_Records shown_
-- Opening Marker --

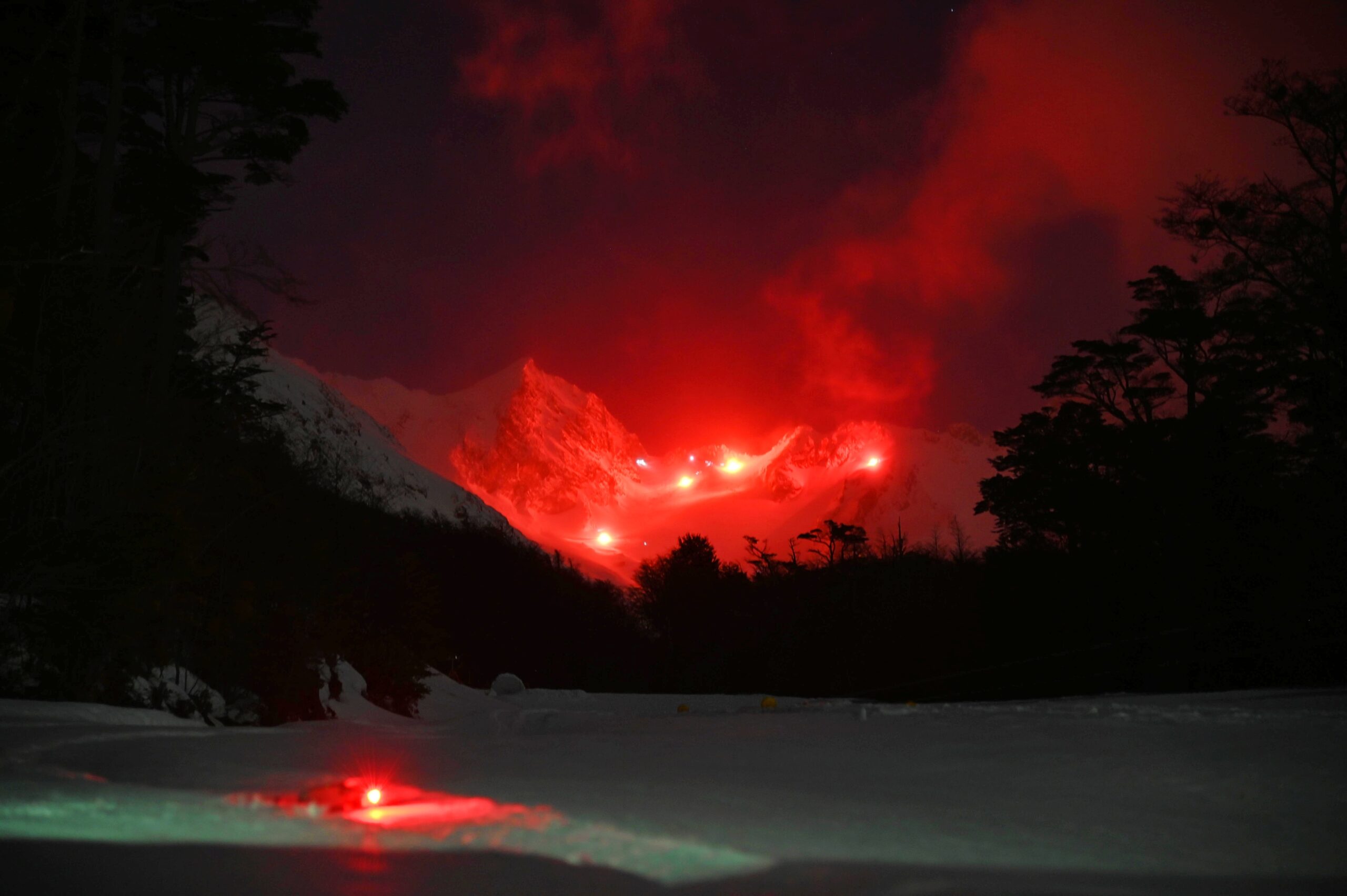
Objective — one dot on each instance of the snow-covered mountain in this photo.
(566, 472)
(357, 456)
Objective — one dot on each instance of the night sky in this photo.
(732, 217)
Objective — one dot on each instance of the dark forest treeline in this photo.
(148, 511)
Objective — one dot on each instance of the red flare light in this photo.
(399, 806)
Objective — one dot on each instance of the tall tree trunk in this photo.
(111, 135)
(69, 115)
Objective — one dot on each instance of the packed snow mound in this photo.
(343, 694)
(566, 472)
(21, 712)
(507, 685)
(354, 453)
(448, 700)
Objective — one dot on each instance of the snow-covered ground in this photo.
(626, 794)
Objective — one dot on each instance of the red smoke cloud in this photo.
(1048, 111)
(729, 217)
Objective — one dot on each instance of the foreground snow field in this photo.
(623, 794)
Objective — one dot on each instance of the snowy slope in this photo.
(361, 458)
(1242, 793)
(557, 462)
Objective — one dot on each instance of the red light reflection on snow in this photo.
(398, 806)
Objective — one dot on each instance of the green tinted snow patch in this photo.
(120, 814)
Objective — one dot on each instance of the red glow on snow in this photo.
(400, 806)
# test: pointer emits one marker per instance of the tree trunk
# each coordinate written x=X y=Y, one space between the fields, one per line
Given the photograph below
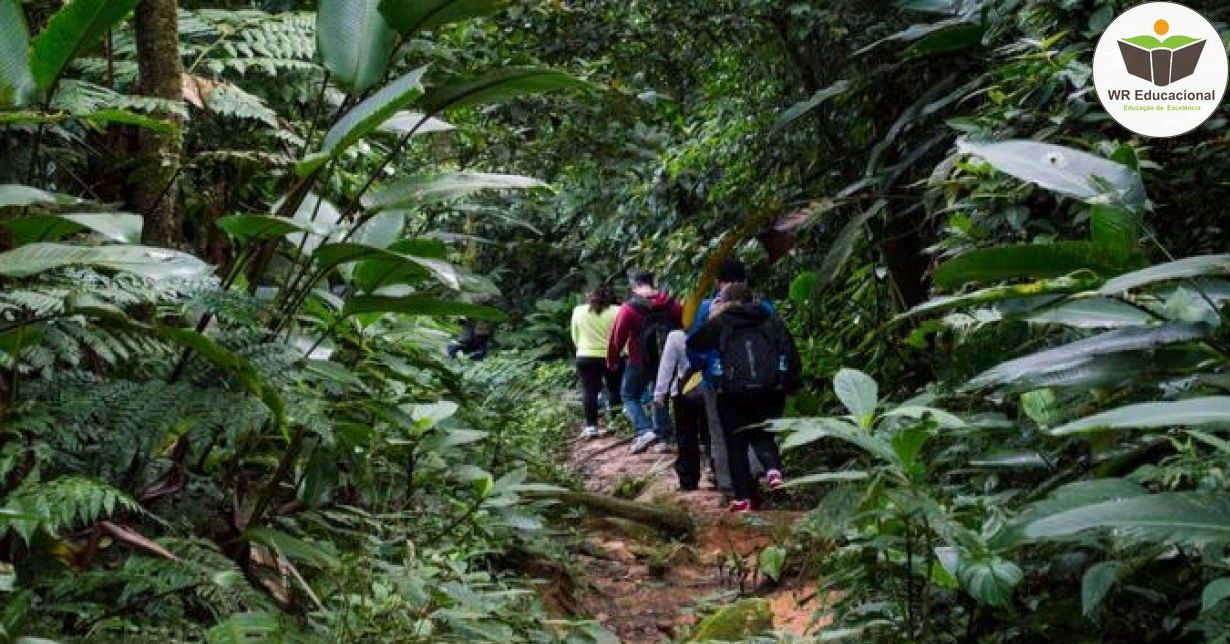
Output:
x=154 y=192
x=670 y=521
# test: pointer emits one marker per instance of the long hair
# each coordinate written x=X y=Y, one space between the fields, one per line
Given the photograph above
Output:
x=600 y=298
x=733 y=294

-- Closing Marker --
-- Opening Marker --

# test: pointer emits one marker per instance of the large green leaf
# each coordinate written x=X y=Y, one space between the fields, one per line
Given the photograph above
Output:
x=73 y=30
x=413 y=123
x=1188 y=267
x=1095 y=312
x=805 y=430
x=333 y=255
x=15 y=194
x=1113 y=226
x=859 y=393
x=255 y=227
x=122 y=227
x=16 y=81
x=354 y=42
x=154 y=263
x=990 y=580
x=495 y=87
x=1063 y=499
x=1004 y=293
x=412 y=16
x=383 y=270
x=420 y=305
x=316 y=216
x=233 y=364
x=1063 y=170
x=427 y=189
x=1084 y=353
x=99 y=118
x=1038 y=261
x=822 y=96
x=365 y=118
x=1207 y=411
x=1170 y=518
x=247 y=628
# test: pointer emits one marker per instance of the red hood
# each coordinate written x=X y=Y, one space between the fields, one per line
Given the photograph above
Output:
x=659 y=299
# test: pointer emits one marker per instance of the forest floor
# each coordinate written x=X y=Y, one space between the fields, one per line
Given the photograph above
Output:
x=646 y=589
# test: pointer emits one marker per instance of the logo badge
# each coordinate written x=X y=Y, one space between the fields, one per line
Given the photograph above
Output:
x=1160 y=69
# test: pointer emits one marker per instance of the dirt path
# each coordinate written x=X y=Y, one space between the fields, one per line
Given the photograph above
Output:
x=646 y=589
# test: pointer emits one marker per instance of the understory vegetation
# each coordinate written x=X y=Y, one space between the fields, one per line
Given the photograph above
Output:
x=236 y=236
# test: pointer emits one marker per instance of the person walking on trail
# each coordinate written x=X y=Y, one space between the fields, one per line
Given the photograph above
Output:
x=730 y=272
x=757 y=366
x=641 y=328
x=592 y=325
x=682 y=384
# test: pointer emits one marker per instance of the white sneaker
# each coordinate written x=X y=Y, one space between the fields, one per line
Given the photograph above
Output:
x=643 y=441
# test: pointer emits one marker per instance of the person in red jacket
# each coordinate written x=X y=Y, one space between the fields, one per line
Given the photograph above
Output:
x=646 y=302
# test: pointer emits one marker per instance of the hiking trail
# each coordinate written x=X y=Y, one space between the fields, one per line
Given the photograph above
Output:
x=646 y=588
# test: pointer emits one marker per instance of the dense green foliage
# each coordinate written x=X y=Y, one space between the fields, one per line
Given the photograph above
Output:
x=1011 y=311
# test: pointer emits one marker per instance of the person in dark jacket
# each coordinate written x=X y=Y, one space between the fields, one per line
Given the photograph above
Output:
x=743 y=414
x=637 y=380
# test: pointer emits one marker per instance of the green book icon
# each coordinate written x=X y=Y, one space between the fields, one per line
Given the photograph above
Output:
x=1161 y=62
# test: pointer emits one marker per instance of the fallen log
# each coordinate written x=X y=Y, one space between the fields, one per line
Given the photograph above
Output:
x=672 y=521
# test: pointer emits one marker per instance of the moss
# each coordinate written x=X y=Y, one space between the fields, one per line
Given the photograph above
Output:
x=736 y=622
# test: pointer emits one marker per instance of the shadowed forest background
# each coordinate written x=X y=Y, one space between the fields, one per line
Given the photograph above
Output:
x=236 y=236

-- Closing Marker --
-- Opening Marker --

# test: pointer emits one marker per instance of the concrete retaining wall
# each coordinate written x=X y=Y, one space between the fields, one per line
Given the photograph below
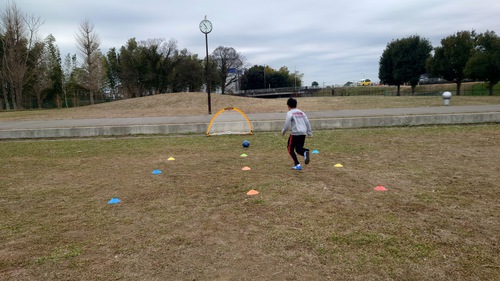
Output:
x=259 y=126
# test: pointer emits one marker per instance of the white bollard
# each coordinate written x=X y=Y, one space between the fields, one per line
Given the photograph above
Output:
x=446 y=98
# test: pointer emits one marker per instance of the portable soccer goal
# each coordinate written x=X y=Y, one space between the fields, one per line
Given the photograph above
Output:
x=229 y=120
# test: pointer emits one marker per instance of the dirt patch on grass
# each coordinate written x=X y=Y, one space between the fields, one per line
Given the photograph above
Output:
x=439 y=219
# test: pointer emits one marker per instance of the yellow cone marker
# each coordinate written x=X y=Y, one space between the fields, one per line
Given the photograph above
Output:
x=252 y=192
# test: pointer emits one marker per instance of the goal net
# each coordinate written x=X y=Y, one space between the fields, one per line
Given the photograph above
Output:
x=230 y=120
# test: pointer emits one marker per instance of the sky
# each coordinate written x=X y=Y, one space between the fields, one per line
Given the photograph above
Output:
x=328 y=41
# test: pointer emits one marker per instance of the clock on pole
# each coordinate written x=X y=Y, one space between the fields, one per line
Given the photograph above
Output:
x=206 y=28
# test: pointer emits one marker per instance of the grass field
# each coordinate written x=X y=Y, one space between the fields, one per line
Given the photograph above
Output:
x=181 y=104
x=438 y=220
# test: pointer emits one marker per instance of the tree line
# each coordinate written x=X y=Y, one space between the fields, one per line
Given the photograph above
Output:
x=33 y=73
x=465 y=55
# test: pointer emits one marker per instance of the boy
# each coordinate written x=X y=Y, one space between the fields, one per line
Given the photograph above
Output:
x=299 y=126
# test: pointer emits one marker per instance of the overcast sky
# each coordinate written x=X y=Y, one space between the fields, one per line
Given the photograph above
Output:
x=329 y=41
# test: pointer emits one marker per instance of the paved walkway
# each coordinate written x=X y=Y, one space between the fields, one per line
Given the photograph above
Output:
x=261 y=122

-- Closing Marker --

_Try it_
Retype only this portion of the data above: the line containing "# test: pointer emits one marker per instance of the green", the line containing "# test: pointer emits one marker per instance of the fallen", and all lines between them, exactly.

_Task output_
# test: pointer emits one marker per instance of the green book icon
# each coordinate written x=X y=Y, one space between the fields, one per line
Given the photograph above
Output:
x=1161 y=62
# test: pointer emits one marker per instance of the fallen log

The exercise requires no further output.